> _Objective_:
Put the data into a JSON list of strings, one string per line and no blank lines. Begin at the line that contains "the white lane" and go through the end of the data.

> _Records shown_:
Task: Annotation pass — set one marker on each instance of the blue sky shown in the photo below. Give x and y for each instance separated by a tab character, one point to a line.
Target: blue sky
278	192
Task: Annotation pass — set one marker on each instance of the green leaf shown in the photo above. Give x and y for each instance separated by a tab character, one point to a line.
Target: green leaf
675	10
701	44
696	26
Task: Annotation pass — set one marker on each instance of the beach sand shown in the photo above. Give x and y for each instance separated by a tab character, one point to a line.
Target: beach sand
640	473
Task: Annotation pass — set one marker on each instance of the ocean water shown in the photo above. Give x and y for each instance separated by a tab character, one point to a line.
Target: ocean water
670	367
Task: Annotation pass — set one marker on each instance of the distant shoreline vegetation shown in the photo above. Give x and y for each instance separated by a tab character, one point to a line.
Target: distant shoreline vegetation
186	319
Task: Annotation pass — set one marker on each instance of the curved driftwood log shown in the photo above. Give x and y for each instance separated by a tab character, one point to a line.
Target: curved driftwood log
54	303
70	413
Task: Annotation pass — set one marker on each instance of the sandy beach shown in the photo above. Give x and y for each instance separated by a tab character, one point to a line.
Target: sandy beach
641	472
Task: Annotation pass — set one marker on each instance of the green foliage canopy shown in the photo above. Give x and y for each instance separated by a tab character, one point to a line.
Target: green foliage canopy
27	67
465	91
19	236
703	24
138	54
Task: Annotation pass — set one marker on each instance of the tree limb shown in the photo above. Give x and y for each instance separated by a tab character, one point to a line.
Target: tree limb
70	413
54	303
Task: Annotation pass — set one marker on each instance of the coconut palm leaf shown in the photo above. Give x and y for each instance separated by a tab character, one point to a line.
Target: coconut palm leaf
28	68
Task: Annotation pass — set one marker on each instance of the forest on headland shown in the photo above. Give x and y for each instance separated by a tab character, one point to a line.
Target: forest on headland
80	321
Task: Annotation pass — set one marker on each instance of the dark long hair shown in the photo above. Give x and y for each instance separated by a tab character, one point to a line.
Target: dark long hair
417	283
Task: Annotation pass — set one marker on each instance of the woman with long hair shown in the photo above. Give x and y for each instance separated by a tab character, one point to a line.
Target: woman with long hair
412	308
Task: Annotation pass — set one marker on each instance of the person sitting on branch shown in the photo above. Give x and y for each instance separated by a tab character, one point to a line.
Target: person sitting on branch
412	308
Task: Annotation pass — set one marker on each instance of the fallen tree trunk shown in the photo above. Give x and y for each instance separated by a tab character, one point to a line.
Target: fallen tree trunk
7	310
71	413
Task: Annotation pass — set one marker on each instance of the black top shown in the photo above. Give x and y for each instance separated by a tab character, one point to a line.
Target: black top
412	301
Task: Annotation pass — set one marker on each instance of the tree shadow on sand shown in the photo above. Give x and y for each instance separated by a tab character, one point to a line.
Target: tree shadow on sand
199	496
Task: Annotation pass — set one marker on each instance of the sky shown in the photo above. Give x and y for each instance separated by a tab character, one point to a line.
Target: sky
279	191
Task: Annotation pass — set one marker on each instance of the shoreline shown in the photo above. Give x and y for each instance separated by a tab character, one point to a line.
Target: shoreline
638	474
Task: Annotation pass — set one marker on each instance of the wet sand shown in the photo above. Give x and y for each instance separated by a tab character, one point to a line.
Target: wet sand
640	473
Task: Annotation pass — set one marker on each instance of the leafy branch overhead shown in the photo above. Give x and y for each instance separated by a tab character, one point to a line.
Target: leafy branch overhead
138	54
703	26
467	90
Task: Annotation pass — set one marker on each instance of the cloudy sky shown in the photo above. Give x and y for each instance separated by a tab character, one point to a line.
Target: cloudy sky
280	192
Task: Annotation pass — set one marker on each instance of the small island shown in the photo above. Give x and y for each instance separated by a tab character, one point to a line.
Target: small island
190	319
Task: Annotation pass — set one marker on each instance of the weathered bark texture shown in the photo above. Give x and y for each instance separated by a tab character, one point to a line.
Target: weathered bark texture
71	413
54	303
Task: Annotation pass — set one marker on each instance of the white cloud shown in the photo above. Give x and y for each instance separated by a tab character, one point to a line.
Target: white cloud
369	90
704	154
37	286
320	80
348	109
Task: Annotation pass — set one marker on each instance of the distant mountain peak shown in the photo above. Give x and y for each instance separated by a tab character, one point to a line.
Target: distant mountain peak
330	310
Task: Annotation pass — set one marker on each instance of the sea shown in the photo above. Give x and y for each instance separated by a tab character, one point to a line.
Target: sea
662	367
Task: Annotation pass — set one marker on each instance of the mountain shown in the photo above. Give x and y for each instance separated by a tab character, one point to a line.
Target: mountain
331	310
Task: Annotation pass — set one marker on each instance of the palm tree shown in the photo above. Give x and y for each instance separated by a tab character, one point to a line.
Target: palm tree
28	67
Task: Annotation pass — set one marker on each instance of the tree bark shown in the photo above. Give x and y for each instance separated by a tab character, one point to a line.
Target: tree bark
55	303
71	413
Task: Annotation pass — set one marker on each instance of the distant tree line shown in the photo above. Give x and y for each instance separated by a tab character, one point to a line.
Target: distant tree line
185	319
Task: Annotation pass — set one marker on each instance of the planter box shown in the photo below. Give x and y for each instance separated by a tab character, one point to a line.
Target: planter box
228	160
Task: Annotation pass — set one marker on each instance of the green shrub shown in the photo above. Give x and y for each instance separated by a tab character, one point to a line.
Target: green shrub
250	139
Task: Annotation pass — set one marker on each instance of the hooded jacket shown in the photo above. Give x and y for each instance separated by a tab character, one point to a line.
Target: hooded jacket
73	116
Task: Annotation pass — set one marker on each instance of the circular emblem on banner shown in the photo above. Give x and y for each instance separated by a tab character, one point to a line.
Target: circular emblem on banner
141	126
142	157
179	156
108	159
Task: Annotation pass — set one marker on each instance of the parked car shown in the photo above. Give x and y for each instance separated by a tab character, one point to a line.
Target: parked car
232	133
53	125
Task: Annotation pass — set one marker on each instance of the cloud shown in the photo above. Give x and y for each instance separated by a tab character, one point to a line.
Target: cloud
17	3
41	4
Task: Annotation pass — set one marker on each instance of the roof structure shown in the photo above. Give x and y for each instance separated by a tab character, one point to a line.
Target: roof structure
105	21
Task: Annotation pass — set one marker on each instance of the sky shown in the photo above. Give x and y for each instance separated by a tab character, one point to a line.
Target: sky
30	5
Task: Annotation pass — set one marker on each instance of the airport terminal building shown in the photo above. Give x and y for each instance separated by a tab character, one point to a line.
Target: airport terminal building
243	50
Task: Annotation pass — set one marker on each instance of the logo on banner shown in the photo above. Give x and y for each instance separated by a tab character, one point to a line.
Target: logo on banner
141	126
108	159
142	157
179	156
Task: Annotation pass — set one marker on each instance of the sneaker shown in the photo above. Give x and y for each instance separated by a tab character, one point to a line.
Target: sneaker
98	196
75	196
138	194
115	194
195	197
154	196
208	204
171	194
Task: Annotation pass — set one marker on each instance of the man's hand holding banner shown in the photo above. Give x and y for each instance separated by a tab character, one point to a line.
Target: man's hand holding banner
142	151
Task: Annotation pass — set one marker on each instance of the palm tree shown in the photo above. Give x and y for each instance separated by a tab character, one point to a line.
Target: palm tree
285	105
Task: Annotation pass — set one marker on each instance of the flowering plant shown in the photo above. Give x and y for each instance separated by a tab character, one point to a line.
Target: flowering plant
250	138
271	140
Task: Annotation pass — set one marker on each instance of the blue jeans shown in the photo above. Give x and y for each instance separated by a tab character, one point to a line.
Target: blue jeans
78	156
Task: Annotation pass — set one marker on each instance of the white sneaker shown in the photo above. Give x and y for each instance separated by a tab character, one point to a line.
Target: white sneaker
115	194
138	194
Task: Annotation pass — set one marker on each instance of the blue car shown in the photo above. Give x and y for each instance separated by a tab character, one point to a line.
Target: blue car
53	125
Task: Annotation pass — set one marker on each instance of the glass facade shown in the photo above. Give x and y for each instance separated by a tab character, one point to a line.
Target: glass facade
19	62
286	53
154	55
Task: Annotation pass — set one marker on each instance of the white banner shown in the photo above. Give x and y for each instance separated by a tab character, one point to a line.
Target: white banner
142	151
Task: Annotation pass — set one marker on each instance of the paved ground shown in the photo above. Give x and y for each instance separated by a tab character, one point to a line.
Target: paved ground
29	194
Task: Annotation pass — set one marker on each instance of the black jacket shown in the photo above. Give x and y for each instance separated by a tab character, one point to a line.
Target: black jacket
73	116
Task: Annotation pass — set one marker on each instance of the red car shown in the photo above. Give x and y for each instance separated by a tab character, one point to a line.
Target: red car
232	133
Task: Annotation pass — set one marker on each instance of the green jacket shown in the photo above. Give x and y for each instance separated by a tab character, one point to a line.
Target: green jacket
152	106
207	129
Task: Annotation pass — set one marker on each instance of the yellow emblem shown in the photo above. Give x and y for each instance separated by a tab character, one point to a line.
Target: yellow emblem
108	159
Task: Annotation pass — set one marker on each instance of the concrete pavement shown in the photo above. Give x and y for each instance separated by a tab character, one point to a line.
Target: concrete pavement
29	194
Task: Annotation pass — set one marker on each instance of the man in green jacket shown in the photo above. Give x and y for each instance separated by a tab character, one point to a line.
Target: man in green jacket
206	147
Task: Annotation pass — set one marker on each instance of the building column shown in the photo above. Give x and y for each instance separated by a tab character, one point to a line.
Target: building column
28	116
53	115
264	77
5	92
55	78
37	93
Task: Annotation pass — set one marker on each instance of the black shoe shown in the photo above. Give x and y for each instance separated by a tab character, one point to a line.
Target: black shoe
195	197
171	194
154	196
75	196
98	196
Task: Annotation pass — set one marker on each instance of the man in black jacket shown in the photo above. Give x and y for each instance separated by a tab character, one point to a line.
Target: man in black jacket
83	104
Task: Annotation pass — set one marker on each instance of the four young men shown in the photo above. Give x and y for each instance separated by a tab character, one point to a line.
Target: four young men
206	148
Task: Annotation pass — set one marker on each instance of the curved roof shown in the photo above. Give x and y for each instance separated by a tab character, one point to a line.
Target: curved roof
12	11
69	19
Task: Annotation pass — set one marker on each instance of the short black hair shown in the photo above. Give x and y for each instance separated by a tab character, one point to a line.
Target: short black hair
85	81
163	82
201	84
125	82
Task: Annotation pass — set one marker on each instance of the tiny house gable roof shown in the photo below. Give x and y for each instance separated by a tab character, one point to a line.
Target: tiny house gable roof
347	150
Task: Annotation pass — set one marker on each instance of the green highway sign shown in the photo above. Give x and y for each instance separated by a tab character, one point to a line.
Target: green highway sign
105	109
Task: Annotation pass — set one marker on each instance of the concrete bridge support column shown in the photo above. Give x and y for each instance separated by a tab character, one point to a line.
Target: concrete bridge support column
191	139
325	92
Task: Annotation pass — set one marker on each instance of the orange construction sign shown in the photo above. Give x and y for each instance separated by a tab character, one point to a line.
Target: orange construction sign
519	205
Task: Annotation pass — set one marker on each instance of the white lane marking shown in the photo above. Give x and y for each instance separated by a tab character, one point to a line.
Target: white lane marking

> _Exercise response_:
[
  "Task: Annotation pass — set one marker on each instance of the white lane marking shown in the photo above. Give x and y for each instance separated by a tab character, one point to a line.",
  "Target: white lane marking"
]